[PAGE TEXT]
US-8831760

Content based audio copy detection

PublishedSeptember 9, 2014

Assigneenot available in USPTO data we have

Inventorsnot available in USPTO data we have

Technical Abstract

A method for performing audio copy detection, comprising, providing a query audio data, the query audio data having a succession of frames and also providing a plurality of test audio data units, each test audio data unit including a succession of frames. For each test audio data unit the method generates a test fingerprint set. The generation of the test fingerprint test including computing similarity measurements between at least one frame of the test audio data and a plurality of frames of the query audio data. A test audio data unit is then selected as a match for the query audio data at least in part on the basis of the fingerprint sets.

Patent Claims

19 claims

Legal claims defining the scope of protection, as filed with the USPTO.

1. A method for performing audio copy detection, comprising: a) providing a query audio data unit having a succession of query frames; b) providing a plurality of test audio data units each including a succession of test frames; c) for each test frame, determining one of the query frames as corresponding to said test frame; d) for each of the test audio data units, determining a similarity between the succession of query frames and the query frames corresponding to the succession of test frames of the test audio data unit by (1) aligning the query frames in the succession of query frames with the query frames corresponding to the succession of test frames; (2) comparing aligned pairs of query frames; (3) determining a count of the number of times that an aligned pair of query frames is the same; e) selecting, at least in part on the basis of the similarity for each of the test audio data units, a particular one of the test audio data units as a match for the query audio data unit.

2. The method defined in claim 1 , further comprising repeating steps (1), (2) and (3) for a plurality of different alignments, thereby to obtain a count for each alignment.

3. The method defined in claim 2 , wherein the similarity for the given test audio data unit is proportional to the largest obtained count.

[ACTIONS TO TAKE]
• a. On what date was the patent page's patent published?
• b. Copy the patent page text starting at "2. The method" and ending at "largest obtained count.", substituting "highest" for "largest".
Use nothing but the patent page to answer.

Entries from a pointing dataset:
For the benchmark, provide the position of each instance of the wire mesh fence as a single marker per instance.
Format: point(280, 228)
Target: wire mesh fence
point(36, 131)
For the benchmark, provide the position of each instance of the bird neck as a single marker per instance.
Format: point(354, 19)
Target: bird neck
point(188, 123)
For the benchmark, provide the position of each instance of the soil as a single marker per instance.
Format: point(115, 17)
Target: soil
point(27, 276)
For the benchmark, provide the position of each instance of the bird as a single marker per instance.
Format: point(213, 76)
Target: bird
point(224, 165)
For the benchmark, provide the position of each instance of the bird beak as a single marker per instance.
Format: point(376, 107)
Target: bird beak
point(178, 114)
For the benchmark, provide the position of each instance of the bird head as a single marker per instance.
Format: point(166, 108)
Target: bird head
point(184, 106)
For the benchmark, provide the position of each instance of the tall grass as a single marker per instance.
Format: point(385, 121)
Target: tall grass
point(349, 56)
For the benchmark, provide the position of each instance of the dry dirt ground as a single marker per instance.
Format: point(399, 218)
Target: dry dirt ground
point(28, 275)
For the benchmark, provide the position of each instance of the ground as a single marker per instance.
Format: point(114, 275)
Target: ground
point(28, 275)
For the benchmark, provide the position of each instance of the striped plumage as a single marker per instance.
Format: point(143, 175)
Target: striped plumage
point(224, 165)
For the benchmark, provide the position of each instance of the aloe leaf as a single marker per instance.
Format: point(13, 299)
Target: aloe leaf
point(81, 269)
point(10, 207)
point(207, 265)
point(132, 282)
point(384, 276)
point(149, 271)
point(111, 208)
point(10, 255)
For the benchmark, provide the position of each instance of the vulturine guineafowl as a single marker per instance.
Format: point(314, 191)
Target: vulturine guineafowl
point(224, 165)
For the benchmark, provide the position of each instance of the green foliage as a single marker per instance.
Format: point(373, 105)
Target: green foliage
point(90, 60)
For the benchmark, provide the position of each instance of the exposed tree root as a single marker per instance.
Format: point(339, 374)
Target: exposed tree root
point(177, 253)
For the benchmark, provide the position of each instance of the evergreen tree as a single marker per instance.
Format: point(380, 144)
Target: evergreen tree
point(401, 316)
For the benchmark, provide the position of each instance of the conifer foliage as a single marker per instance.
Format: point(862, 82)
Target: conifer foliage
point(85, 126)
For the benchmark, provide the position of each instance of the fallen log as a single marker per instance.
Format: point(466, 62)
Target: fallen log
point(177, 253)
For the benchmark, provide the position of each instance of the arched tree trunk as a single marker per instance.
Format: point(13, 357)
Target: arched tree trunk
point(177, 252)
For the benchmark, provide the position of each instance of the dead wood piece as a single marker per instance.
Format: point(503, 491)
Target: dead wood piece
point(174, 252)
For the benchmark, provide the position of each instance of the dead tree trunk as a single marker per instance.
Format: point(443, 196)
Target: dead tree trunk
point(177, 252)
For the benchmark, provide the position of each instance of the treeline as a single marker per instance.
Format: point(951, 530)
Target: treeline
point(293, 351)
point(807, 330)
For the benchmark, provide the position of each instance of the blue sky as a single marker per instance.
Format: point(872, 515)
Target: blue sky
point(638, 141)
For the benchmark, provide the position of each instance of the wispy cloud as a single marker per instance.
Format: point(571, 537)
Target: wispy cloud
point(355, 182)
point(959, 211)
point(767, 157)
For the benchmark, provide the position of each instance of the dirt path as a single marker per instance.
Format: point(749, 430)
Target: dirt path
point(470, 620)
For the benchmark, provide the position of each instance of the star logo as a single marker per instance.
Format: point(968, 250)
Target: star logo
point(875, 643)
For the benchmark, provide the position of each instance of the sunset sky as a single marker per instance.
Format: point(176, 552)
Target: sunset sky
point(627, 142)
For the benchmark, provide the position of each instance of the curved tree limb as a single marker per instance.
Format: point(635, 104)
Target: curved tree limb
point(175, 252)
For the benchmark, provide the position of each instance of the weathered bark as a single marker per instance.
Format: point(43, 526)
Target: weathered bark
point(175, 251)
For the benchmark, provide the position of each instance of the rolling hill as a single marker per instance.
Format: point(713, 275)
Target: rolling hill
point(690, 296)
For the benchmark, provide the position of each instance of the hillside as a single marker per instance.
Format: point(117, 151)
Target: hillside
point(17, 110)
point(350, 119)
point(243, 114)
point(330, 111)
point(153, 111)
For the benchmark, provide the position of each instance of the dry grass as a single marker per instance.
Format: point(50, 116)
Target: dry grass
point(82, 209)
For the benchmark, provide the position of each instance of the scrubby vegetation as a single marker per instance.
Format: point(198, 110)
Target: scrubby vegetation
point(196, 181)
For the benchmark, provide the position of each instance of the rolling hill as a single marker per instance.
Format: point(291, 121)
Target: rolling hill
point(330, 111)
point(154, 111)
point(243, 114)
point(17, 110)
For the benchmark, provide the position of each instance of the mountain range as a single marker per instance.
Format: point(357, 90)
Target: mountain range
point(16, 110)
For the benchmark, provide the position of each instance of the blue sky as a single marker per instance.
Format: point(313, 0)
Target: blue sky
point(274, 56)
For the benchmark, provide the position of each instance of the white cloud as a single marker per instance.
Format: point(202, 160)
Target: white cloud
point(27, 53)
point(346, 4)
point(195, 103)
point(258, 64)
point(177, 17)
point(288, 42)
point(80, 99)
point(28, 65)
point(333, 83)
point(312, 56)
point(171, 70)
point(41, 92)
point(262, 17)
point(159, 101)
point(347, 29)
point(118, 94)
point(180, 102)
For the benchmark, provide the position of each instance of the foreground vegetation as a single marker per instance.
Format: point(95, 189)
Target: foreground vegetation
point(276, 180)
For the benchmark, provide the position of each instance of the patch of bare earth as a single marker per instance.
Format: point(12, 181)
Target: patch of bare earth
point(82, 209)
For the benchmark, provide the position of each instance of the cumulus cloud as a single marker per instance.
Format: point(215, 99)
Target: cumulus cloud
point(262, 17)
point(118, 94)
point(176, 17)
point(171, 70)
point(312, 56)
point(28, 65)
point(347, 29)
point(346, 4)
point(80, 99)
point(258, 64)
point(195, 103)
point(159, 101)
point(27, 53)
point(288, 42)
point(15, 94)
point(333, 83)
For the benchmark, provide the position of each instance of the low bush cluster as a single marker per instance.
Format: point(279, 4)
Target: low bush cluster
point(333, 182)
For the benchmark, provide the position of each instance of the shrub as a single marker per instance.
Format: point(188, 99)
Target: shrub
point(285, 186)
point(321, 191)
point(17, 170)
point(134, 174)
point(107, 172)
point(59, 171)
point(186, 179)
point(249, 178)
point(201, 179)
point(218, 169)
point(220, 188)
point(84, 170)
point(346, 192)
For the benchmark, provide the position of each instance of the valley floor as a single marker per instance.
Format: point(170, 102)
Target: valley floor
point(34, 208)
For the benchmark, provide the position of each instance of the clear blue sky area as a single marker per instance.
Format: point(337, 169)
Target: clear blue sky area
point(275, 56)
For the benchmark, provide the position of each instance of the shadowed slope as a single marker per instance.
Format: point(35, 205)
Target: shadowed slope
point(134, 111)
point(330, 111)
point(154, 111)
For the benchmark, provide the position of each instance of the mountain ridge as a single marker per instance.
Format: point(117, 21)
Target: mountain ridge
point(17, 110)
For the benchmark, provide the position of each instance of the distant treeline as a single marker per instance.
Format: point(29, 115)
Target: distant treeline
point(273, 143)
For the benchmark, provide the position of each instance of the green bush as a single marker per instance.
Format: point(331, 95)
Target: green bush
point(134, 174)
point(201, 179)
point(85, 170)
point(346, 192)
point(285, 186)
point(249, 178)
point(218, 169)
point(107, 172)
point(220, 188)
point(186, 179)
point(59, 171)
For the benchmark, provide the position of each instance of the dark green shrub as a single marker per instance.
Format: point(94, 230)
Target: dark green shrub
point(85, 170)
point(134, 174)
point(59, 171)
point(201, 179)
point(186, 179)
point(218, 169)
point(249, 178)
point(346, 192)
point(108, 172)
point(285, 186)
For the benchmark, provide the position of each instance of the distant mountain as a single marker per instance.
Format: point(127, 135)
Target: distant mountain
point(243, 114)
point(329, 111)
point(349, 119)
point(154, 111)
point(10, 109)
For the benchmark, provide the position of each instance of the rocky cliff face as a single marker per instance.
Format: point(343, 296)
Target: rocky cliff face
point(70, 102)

[EXPECTED RESULTS]
• a. September 9, 2014

• b.
2. The method defined in claim 1 , further comprising repeating steps (1), (2) and (3) for a plurality of different alignments, thereby to obtain a count for each alignment.

3. The method defined in claim 2 , wherein the similarity for the given test audio data unit is proportional to the highest obtained count.